● Exercise description
Output the listing exactly, leaving out no line.

● Supplied material
== Segment start ==

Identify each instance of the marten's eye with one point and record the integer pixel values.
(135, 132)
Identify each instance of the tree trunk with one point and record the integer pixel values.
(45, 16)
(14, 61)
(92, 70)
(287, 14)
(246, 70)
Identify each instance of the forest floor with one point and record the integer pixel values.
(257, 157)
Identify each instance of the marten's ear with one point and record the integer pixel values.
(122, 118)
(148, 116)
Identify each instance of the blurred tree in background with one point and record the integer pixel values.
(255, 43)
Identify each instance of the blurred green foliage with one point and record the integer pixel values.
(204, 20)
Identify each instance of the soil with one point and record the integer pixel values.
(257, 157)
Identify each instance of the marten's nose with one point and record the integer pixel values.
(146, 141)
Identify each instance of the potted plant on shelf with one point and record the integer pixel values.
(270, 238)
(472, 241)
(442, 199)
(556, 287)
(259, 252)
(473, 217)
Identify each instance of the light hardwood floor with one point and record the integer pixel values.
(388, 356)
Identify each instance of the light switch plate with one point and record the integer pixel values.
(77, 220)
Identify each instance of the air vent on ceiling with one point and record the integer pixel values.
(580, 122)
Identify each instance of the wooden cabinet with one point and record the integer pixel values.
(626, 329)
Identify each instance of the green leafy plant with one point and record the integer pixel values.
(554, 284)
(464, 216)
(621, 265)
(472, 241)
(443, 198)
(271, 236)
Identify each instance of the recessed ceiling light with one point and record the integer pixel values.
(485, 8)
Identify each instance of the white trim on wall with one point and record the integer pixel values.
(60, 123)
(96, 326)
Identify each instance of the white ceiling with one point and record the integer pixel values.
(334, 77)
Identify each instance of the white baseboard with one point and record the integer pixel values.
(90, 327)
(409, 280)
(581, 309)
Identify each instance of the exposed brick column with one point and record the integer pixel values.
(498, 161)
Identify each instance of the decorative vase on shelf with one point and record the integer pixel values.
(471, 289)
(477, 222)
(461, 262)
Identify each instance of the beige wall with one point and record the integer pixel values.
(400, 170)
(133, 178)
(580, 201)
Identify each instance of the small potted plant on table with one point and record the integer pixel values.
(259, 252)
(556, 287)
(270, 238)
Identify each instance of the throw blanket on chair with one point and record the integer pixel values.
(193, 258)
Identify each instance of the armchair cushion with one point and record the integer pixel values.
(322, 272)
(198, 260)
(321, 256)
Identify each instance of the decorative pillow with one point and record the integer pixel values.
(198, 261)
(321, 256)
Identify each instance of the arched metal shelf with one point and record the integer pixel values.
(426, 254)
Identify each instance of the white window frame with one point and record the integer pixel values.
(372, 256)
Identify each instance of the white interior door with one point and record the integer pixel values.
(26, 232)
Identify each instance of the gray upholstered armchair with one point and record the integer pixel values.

== Segment end ==

● Answer section
Identify each instance of the marten's eye with one point and record the integer pixel values.
(135, 132)
Identify each instance of the tree trunk with one point and record the integer pixel values.
(45, 16)
(14, 61)
(92, 70)
(287, 14)
(246, 70)
Identify each instance of the forest floor with one point and record the integer pixel values.
(257, 157)
Identify each instance of the marten's ear with one point and record the integer pixel values.
(122, 118)
(148, 116)
Identify each instance of the blurred tree in background with one point and record the integer pixel values.
(255, 43)
Identify each instance of the blurred green foliage with one point and record the integer pixel values.
(204, 20)
Identify each instance of the soil with one point and record the integer pixel values.
(257, 157)
Identify each instance of the marten's nose with one point and record the integer pixel values.
(146, 141)
Identify each instance of the potted plant on shelf with one point and record the integer pixel values.
(270, 238)
(472, 241)
(442, 199)
(556, 287)
(259, 252)
(473, 217)
Identify each instance of the light hardwood floor with one point and record the integer pixel values.
(388, 356)
Identify each instance of the light switch plate with one point and record the integer pixel values.
(77, 220)
Identify each instance of the air vent on ceiling with one point and record the integer pixel values.
(580, 122)
Identify each instance of the wooden cabinet with one point and record the integer pixel values.
(626, 329)
Identify each instance of the green leafy plant with one point and record the integer pixel values.
(554, 284)
(464, 216)
(621, 265)
(472, 241)
(443, 198)
(271, 236)
Identify each instance of the recessed ceiling light with one point and record the integer pixel values.
(485, 8)
Identify each instance of the white trim on wall with one point and record the integer pixel values.
(60, 123)
(96, 326)
Identify each instance of the white ceiling with one point and record the integer pixel values.
(334, 77)
Identify each instance of the white baseboard with one point and record the integer pixel values.
(90, 327)
(409, 280)
(581, 309)
Identify each instance of the exposed brick column with one point and record the integer pixel values.
(498, 161)
Identify each instance of the decorative vase on shelf with one point and record the integer pixel values.
(471, 289)
(477, 222)
(461, 262)
Identify each instance of the beige wall with one point and record the integer pixel values.
(400, 170)
(133, 178)
(580, 201)
Identify each instance of the small potted plant on table with one point and record the integer pixel values.
(259, 252)
(556, 287)
(270, 238)
Identify each instance of the throw blanket on chair with one point and record the integer pixel values.
(193, 258)
Identify each instance of the armchair cushion with one point and record the integer pixel values.
(322, 272)
(198, 260)
(321, 256)
Identify each instance of the decorative pillow with one point and record the integer pixel values.
(198, 261)
(321, 256)
Identify each instance of the arched metal shelf with one point and record the integer pixel values.
(426, 254)
Identify each instance of the white window frame with one point and record the integer pixel values.
(372, 256)
Identify each instance of the white interior door with one point and record the integer pixel values.
(26, 232)
Identify each instance of the gray upholstered armchair with one point and record the integer pixel values.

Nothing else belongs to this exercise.